▸ WHAT THE TASK REQUIRES
List each line in the rows below that contains the word "pink", reproducing every such line in full.

[Start of INFORMATION GIVEN]

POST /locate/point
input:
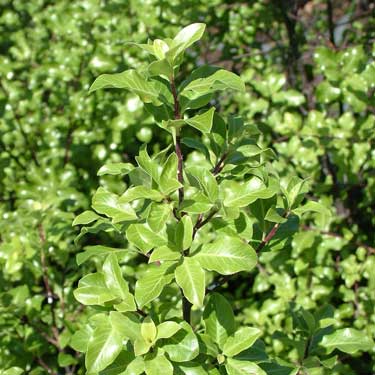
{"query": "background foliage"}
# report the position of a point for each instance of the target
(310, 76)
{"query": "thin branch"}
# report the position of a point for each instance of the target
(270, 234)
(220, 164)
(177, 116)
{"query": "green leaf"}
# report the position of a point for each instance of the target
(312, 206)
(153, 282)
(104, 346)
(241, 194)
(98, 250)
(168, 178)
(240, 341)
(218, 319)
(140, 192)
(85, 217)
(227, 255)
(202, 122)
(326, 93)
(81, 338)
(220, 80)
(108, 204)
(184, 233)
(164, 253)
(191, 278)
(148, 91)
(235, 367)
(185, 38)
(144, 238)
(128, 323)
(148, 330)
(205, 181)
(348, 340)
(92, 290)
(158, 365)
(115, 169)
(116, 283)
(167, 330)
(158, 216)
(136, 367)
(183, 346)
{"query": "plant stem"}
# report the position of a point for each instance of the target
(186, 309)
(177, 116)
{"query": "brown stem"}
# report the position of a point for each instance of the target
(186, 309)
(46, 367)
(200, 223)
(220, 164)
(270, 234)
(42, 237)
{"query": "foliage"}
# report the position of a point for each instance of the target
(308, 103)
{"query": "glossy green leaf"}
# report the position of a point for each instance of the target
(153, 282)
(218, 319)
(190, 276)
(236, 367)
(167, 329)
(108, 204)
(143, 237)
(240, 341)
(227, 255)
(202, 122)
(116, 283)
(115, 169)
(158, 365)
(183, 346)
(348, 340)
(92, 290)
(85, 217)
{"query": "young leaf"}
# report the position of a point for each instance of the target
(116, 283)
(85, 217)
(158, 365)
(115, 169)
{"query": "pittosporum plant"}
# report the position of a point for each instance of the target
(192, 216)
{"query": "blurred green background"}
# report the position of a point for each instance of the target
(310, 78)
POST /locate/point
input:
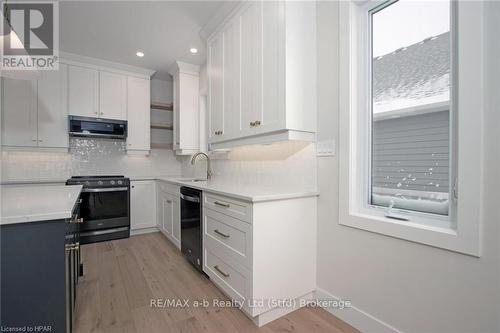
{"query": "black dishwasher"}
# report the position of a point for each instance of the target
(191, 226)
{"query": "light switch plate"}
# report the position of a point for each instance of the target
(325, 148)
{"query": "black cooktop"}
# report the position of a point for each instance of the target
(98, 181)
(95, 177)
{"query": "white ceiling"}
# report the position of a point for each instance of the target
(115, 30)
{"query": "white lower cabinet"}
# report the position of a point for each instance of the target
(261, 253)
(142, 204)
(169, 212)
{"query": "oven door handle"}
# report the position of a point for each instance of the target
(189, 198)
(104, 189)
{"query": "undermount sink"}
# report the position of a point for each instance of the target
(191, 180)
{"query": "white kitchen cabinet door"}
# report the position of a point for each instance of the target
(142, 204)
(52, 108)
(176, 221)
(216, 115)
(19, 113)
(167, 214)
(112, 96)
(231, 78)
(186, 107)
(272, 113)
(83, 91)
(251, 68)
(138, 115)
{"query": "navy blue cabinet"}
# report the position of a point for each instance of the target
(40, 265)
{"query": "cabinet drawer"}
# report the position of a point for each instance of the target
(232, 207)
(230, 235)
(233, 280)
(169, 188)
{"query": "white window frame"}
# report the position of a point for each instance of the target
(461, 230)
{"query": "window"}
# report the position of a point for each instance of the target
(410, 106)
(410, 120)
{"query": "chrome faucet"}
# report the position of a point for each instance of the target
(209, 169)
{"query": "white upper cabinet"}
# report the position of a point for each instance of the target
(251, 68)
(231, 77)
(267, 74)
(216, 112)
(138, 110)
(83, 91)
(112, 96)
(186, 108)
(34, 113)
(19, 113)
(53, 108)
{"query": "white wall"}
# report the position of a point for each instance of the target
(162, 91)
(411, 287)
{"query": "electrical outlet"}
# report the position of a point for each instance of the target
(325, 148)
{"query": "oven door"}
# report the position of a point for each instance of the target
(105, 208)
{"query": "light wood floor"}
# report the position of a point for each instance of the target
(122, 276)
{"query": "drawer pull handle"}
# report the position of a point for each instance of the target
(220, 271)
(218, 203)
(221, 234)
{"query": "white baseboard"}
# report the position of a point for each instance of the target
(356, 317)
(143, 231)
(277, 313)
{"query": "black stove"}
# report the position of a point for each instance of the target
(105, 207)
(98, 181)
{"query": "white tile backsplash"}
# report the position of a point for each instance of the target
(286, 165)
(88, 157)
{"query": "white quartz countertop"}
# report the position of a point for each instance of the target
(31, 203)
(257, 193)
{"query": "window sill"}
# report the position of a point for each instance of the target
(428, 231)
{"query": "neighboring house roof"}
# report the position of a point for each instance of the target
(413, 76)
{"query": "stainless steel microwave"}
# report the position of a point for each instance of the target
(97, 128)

[End of INFORMATION GIVEN]
[Start of INFORMATION GIVEN]

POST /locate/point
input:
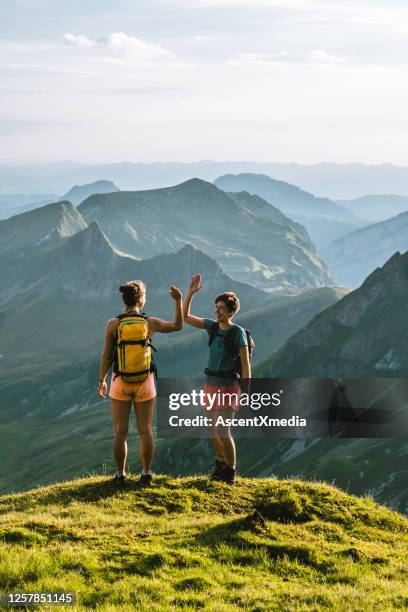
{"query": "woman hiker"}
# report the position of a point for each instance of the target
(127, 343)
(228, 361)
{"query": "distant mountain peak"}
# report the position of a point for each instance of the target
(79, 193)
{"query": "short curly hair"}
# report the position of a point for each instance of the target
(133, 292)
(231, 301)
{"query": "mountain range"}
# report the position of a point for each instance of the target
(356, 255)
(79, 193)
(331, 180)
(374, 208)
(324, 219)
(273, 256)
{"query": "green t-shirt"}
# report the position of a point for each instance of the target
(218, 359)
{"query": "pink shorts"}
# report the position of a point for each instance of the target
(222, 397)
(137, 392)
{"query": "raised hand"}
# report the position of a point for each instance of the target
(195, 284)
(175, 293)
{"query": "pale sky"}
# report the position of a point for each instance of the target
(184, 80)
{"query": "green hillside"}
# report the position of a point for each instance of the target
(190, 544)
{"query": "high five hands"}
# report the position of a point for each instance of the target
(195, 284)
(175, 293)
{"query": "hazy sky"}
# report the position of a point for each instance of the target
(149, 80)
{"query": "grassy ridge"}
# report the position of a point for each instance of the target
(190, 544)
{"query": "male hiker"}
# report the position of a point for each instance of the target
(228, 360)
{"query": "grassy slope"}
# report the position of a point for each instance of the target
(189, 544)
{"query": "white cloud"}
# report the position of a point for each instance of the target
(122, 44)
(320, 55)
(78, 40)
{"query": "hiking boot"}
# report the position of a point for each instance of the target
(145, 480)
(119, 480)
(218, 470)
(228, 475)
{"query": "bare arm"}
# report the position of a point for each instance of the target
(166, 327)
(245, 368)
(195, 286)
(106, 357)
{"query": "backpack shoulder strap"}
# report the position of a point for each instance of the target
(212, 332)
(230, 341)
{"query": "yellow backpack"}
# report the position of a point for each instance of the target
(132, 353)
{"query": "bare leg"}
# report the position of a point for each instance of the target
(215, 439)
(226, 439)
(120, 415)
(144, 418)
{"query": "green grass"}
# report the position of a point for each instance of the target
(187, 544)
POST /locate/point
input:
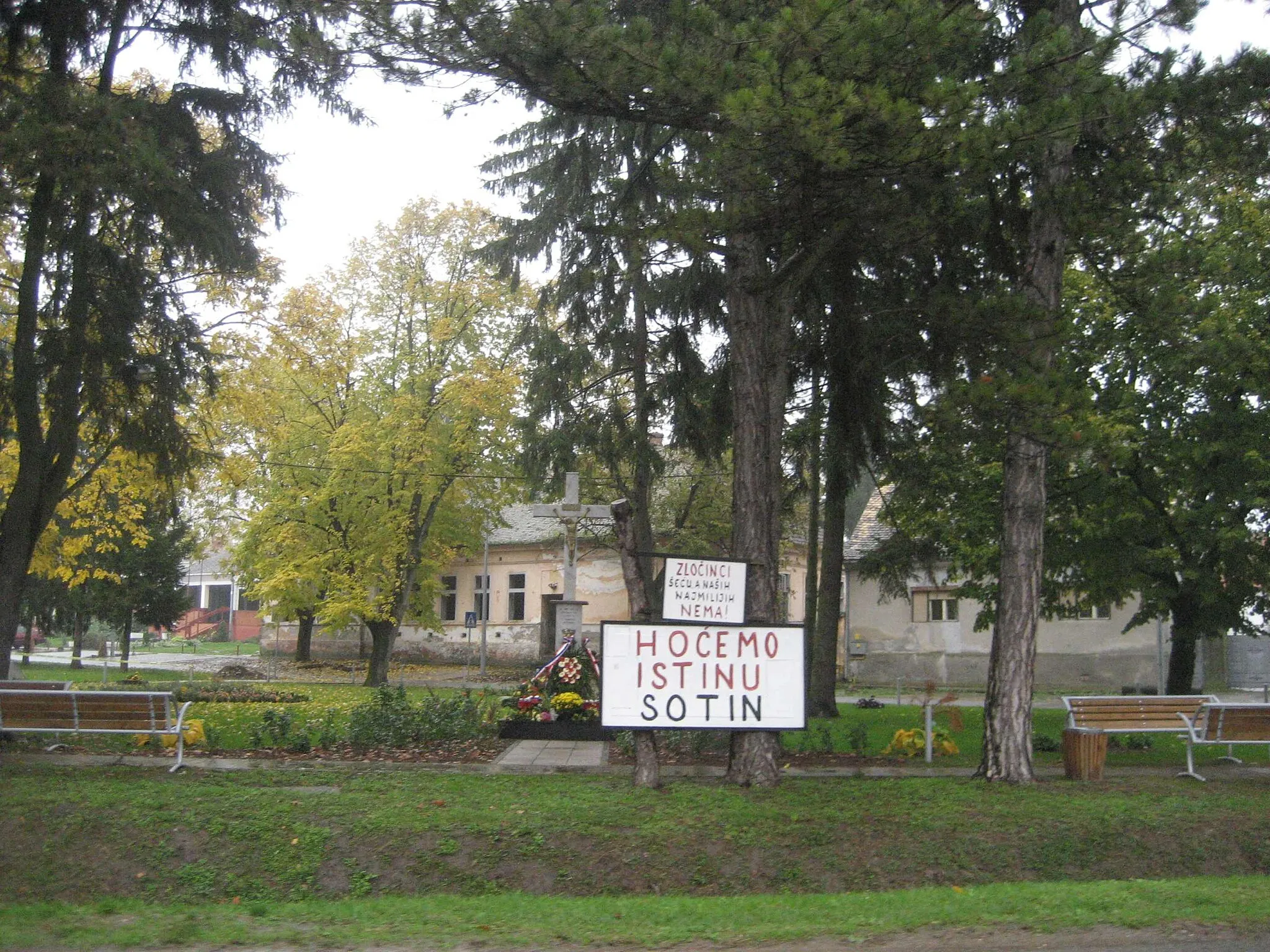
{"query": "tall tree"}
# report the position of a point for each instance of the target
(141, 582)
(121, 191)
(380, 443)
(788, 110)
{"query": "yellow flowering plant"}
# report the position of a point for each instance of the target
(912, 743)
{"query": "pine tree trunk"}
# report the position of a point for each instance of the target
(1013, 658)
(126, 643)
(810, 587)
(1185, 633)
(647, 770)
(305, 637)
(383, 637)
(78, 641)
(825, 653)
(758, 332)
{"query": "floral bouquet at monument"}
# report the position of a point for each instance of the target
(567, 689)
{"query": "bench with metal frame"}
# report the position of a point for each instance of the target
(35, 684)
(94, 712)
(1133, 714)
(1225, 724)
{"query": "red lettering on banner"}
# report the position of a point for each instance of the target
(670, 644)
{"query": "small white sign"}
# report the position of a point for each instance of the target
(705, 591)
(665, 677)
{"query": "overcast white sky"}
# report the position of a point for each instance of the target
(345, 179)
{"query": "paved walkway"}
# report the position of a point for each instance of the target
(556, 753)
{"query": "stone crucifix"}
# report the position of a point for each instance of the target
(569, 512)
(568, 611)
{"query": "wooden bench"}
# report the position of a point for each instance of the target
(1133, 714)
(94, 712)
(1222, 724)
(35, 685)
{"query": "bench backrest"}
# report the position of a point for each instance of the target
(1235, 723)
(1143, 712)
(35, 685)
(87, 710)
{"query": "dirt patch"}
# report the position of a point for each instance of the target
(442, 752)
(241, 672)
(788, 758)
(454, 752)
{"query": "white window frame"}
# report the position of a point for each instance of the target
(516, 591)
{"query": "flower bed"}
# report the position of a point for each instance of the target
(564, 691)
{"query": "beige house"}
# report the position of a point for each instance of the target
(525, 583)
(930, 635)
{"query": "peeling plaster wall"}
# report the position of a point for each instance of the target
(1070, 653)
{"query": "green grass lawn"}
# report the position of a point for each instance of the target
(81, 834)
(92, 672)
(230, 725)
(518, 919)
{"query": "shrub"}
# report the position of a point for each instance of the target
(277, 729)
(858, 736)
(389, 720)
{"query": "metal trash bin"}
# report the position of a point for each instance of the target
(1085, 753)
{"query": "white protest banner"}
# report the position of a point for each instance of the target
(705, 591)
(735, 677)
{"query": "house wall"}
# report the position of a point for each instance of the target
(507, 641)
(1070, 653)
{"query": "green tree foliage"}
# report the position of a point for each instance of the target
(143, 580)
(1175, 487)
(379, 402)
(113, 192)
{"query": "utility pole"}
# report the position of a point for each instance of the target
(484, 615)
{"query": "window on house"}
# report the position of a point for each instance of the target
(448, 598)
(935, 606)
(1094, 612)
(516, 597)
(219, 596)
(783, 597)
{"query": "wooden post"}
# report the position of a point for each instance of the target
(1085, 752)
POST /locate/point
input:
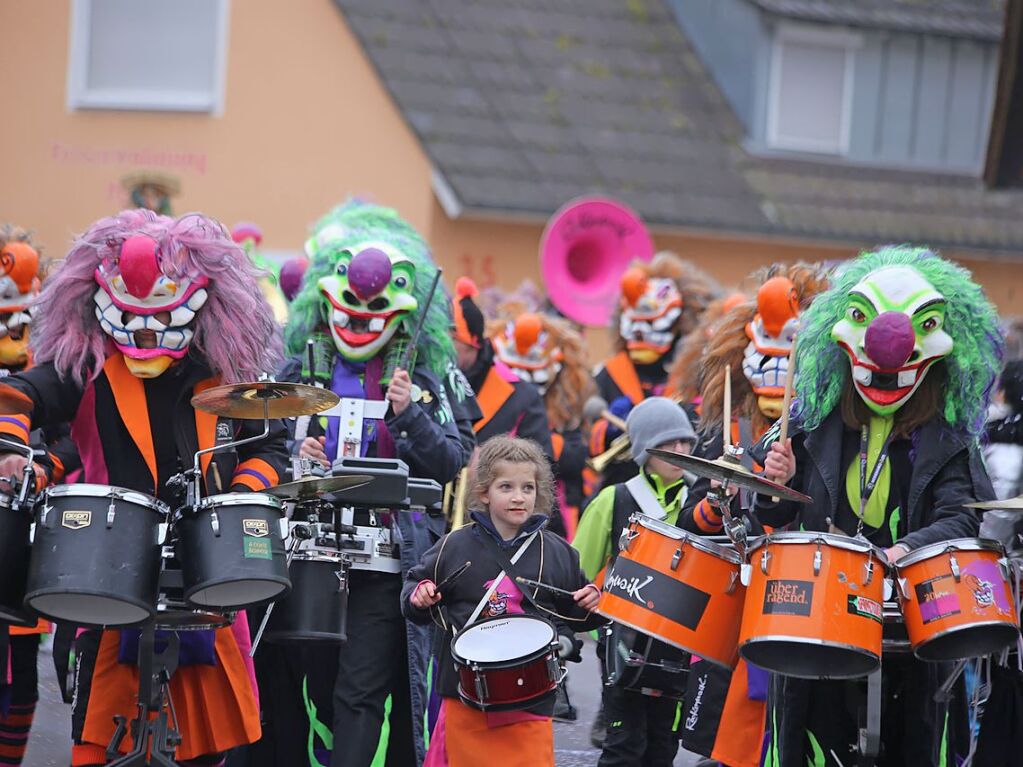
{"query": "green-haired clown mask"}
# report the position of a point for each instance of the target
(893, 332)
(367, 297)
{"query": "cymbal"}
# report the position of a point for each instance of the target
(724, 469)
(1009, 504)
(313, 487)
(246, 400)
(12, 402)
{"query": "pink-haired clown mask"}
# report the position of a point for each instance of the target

[End of INFORMATION GIVEN]

▸ EXERCISE ANSWER
{"query": "pink shorts"}
{"query": "pink-haired clown mask"}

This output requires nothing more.